Una de las innovaciones del Gran Teatro Nacional fue la funcionalidad y estética de los accesos y otros espacios, lo que exaltaba la belleza del conjunto. Los bellos interiores, varias veces remodelados en sus detalles para garantizar la mayor de las comodidades, eran con frecuencia elogiados por el público asistente. Con el tiempo, la iluminación también evolucionó hasta llegar a ser eléctrica.
El Gran Teatro Nacional fue calificado por cronistas, historiadores y arquitectos como el edificio más hermoso de Ciudad de México, uno de los mejores construidos y en el que se presentaba “lo mejor de lo mejor” en cuanto a cantantes y compañías nacionales y extranjeras, con repertorios de obras líricas, dramas, óperas y comedias.
Durante sus casi seis décadas de existencia (1844-1901), atravesó diversas vicisitudes políticas que fueron la causa de que cambiara de nombre: se llamó Gran Teatro de Santa Anna, Teatro Vergara, Gran Teatro Imperial y finalmente Gran Teatro Nacional en la época porfiriana. Era además un complejo arquitectónico de estilo neoclásico en el que predominaban las líneas verticales, la ausencia de color y el rechazo a elementos, formas y volúmenes decorativos innecesarios. Lo distinguían la estabilidad, higiene, comodidad y utilidad social. También lo integraban tres zonas intercomunicadas: teatro (el área más importante), hotel y restaurante.
El Teatro Nacional –decía en 1908 el ilustrado Manuel G. Revilla– fue la mejor obra del arquitecto Lorenzo de la Hidalga y el único edificio del México independiente que, por su magnitud, importancia y la rara perfección con que llegó a ejecutarse, pudo competir con los admirables templos y palacios heredados del Virreinato novohispano.
El exterior del Teatro Nacional atraía grandemente a pesar de su severa sencillez, exenta de toda ornamentación inútil, y a pesar también de no presentar ningún remate anguloso en el centro. Por sus dimensiones, sólida construcción y estabilidad –indicaba el ingeniero Manuel Francisco Álvarez en 1906– era digna de equipararse con la Scala de Milán (Italia) y con el Teatro de Burdeos (Francia). Asimismo, a don Lorenzo de la Hidalga valía compararlo con los mejores arquitectos europeos.
Además, era el centro más apropiado –según Antonio García Cubas– para los espectáculos líricos, dramáticos y coreográficos de pomposo aparato, así como para los grandes festivales, patrióticas funciones y bailes de máscaras que hacían las delicias de la sociedad mexicana.
Un gran arquitecto
El Gran Teatro Nacional fue producto del pensamiento y creación de dos significativos visionarios en la historia de la arquitectura mexicana y prominentes personajes de la época: Francisco Arbeu (1796-1870), empresario guatemalteco establecido en México poco después de iniciada la guerra de independencia y quien, tras veinte años de negocios en la construcción de vías férreas, logró amasar una considerable fortuna, y el arquitecto español Lorenzo de la Hidalga y Musitu (1810-1872), quien, formado en la Academia de San Fernando de Madrid, reafirmó su formación neoclásica en Roma y en la Ècole Polytechnique de París (1836), donde su afamado maestro Jean-Nicolas-Louis Durand, arquitecto, profesor y teórico de la arquitectura, ejerció gran influencia en él.
********
[TAREA A REALIZAR]: Copia textualmente, por favor, el fragmento del texto sobre el Gran Teatro Nacional que va entre "El Teatro Nacional –decía" y "mejores arquitectos europeos.", ambos incluidos. El listado que sigue no tiene relación alguna con el texto sobre el Gran Teatro Nacional.
********
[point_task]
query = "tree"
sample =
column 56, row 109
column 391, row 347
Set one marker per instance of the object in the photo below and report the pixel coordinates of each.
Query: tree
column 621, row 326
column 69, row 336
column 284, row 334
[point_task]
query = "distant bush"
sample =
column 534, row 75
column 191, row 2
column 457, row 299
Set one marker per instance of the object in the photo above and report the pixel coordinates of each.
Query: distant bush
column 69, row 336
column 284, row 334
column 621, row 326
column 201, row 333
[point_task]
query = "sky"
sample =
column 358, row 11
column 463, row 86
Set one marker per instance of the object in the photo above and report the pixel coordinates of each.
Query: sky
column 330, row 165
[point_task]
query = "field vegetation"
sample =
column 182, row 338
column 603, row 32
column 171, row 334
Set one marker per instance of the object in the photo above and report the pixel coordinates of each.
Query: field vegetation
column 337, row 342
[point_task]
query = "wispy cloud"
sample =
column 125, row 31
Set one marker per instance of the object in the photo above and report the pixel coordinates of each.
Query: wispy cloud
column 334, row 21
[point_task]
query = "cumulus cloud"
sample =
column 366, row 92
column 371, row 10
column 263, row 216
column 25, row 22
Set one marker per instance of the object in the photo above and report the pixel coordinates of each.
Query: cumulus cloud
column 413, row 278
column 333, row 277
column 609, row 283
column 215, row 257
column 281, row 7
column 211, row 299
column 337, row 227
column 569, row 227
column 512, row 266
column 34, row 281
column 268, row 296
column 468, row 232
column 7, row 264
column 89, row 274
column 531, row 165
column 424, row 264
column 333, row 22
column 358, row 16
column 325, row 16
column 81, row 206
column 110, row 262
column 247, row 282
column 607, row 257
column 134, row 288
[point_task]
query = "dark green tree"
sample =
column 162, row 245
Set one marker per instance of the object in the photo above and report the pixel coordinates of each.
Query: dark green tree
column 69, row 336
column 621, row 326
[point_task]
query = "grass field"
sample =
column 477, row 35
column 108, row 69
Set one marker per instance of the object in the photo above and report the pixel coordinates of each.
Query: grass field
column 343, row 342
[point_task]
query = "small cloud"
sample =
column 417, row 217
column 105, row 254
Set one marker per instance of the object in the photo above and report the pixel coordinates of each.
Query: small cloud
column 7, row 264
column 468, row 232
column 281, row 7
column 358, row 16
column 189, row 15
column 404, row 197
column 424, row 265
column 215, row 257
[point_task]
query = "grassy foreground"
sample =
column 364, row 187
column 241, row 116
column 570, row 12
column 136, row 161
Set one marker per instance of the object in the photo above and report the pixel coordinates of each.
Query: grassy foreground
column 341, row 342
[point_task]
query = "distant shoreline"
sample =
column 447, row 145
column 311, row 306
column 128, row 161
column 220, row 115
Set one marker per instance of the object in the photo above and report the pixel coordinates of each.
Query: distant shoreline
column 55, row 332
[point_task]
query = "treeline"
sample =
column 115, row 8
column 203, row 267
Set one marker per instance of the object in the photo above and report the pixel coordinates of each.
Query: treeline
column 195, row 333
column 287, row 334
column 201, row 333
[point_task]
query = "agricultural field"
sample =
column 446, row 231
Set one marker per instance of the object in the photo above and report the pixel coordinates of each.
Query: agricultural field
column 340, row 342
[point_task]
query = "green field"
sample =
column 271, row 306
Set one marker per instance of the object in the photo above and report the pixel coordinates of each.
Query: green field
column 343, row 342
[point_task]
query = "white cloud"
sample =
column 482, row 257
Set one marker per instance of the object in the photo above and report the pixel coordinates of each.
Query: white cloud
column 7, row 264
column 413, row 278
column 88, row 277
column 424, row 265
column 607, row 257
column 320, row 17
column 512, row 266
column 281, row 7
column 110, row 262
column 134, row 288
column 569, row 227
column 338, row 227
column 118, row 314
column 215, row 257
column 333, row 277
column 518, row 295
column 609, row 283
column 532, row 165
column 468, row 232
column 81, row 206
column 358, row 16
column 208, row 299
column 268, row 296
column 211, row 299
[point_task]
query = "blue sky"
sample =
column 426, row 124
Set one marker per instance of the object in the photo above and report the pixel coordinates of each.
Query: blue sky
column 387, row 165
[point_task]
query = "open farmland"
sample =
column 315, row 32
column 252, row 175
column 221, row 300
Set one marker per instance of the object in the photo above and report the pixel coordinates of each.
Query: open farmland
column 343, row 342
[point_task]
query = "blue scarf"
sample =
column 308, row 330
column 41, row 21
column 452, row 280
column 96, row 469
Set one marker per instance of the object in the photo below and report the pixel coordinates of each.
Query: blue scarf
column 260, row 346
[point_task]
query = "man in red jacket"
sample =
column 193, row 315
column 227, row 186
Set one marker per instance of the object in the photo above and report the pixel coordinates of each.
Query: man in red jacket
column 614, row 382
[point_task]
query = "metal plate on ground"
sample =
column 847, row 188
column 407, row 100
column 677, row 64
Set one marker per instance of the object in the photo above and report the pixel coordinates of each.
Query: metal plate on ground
********
[SOLUCIÓN PROPUESTA]:
El Teatro Nacional –decía en 1908 el ilustrado Manuel G. Revilla– fue la mejor obra del arquitecto Lorenzo de la Hidalga y el único edificio del México independiente que, por su magnitud, importancia y la rara perfección con que llegó a ejecutarse, pudo competir con los admirables templos y palacios heredados del Virreinato novohispano.
El exterior del Teatro Nacional atraía grandemente a pesar de su severa sencillez, exenta de toda ornamentación inútil, y a pesar también de no presentar ningún remate anguloso en el centro. Por sus dimensiones, sólida construcción y estabilidad –indicaba el ingeniero Manuel Francisco Álvarez en 1906– era digna de equipararse con la Scala de Milán (Italia) y con el Teatro de Burdeos (Francia). Asimismo, a don Lorenzo de la Hidalga valía compararlo con los mejores arquitectos europeos.